┌──

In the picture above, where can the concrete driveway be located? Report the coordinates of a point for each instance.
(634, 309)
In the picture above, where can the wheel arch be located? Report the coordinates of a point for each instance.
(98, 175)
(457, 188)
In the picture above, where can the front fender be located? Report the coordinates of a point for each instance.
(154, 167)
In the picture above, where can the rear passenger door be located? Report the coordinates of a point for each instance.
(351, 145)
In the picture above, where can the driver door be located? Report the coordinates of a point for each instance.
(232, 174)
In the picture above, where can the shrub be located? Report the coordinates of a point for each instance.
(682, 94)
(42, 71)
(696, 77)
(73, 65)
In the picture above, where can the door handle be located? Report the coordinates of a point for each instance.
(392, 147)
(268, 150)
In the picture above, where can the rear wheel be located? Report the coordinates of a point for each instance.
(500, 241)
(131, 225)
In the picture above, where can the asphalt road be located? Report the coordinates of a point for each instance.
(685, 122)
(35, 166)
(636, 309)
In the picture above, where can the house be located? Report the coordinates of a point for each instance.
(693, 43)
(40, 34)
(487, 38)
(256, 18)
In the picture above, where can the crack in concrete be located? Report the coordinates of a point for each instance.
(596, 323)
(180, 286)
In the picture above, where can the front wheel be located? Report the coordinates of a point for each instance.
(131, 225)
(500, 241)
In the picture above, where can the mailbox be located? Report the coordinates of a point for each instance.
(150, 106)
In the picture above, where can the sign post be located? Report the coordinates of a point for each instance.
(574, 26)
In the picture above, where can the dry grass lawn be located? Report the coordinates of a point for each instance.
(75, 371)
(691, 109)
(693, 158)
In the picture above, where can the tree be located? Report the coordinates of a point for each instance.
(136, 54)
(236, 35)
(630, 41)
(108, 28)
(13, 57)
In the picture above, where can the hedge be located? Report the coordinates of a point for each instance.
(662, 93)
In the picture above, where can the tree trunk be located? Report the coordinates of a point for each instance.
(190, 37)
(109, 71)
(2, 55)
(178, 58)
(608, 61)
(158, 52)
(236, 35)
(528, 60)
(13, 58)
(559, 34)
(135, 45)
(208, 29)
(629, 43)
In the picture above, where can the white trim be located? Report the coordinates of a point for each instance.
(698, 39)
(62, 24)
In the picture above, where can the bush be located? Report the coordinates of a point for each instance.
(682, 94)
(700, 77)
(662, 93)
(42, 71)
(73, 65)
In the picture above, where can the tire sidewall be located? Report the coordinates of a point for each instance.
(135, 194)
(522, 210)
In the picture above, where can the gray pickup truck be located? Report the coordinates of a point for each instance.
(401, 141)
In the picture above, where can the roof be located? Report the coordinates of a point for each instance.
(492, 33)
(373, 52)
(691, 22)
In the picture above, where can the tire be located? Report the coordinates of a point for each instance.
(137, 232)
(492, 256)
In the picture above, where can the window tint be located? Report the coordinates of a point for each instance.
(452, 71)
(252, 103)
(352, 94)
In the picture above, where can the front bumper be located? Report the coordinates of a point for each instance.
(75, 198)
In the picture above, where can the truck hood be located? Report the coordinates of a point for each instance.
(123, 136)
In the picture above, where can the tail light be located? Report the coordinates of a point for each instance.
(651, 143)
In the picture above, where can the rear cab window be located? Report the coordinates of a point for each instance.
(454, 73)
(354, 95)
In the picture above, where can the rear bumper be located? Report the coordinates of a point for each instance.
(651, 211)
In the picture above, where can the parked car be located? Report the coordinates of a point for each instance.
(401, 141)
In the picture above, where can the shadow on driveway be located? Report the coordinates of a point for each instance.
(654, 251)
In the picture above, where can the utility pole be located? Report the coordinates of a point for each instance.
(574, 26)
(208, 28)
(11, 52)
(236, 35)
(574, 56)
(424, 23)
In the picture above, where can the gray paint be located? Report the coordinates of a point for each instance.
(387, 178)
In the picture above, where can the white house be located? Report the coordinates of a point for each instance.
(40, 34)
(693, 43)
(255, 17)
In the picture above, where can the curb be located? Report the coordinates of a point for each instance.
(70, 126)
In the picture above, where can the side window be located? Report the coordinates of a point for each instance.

└──

▸ Task to carry out
Arrange the material above as a numbered list, leaving out any blank lines.

▸ Answer below
1. In the picture above, where can the concrete driveway be located? Report the coordinates of a point for each instance.
2. (634, 309)
3. In the picture above, where can the wheel arch be located? Report the coordinates of a point for each instance.
4. (98, 175)
5. (457, 188)
6. In the picture above, where can the front fender be located? Report the coordinates of a point for each instance.
7. (154, 167)
8. In the picture above, where can the rear passenger door be located? Report the coordinates of a point for each instance.
9. (351, 145)
10. In the picture above, where can the driver door be located? Report the coordinates of a point for each instance.
11. (232, 174)
12. In the picture above, where can the shrub be located? Report the coordinates of a point for each instance.
13. (682, 94)
14. (42, 71)
15. (696, 77)
16. (73, 65)
17. In the picture above, where can the door handle be located? Report the coordinates of a point for each instance.
18. (392, 147)
19. (268, 150)
20. In the picture above, where can the rear wheel be located? Report the coordinates of a point for each instance.
21. (500, 241)
22. (131, 225)
23. In the picture above, where can the asphalt road be located? Report the coordinates of a point for each instance.
24. (685, 122)
25. (35, 166)
26. (636, 309)
27. In the picture above, where can the house be located? Report the coordinates of a point for each instance.
28. (693, 43)
29. (40, 34)
30. (487, 38)
31. (256, 18)
32. In the picture above, where can the crack in concrete be located? Report the coordinates of a point for each instance.
33. (596, 323)
34. (180, 286)
35. In the picture above, where can the front wheel be located? Report the coordinates of a point for each instance.
36. (131, 225)
37. (500, 241)
38. In the picture above, where can the mailbox be located? Report the coordinates of a point for each instance.
39. (150, 106)
40. In the picture above, where can the sign post be located? Report the coordinates of a point for each instance.
41. (574, 26)
42. In the picture above, where can the dry grass lawn be located? Report the coordinates of a point for each instance.
43. (75, 371)
44. (691, 109)
45. (693, 158)
46. In the picture above, where can the tree be located? Report the coordinates of a point for each instance.
47. (136, 54)
48. (236, 35)
49. (630, 41)
50. (108, 28)
51. (13, 57)
52. In the picture above, where can the hedge be located? Report the coordinates of a point for each instance.
53. (662, 93)
54. In the picture above, where can the tree trunk be located? Report the coordinates of a point for each instance.
55. (190, 37)
56. (109, 71)
57. (2, 55)
58. (178, 58)
59. (608, 61)
60. (158, 52)
61. (236, 35)
62. (528, 60)
63. (13, 58)
64. (559, 34)
65. (135, 45)
66. (208, 29)
67. (629, 43)
68. In the picture above, where can the white trim be located? Report the coordinates of a point for each instance.
69. (698, 39)
70. (62, 24)
71. In the picture above, where can the bush be located? Report the coordinates of a point for each instance.
72. (682, 94)
73. (700, 77)
74. (662, 93)
75. (42, 71)
76. (73, 65)
77. In the picture above, where can the tire sidewall be located? Report the coordinates of a point for each instance.
78. (135, 194)
79. (522, 210)
80. In the picture above, where can the gray pickup truck be located? Report the coordinates of a point for each instance.
81. (401, 141)
82. In the picture above, where can the roof be located? Report the coordinates of a point for each instance.
83. (492, 33)
84. (373, 52)
85. (691, 22)
86. In the picture above, where can the tire be located? Report the coordinates of a point for each instance.
87. (137, 232)
88. (492, 256)
89. In the picture above, where can the window tint be located? Report the coordinates of a point for each instance.
90. (452, 71)
91. (252, 103)
92. (352, 94)
93. In the picture above, where can the front bumper be located? Report the coordinates of a point for each instance.
94. (75, 198)
95. In the picture above, where can the truck hood be located? Report the coordinates of a point for each instance.
96. (123, 136)
97. In the picture above, where can the tail light be located? Report the coordinates of a point for each instance.
98. (651, 143)
99. In the picture above, where can the rear cab window be located? Report the coordinates of a point for each instance.
100. (454, 73)
101. (354, 95)
102. In the picture above, where can the rear bumper be located? Report the coordinates of a point for each instance.
103. (651, 211)
104. In the picture above, where can the parked car be located? Report the coordinates of a point for each instance.
105. (401, 141)
106. In the picture above, where can the shadow on driveway be located? Report the coordinates of a point for each instance.
107. (654, 251)
108. In the picture above, where can the utility pole be located? Report the coordinates of a point for each instance.
109. (574, 26)
110. (208, 28)
111. (11, 52)
112. (236, 35)
113. (574, 56)
114. (424, 23)
115. In the picture above, where can the gray paint be located? Report the coordinates of a point for each instance.
116. (387, 178)
117. In the picture above, where can the white house be located? Report the coordinates of a point for each instance.
118. (40, 34)
119. (693, 43)
120. (255, 17)
121. In the picture above, where can the curb be located? Report the coordinates of a point for each instance.
122. (70, 126)
123. In the picture above, where can the side window be located? Report the coordinates of a point for each instance.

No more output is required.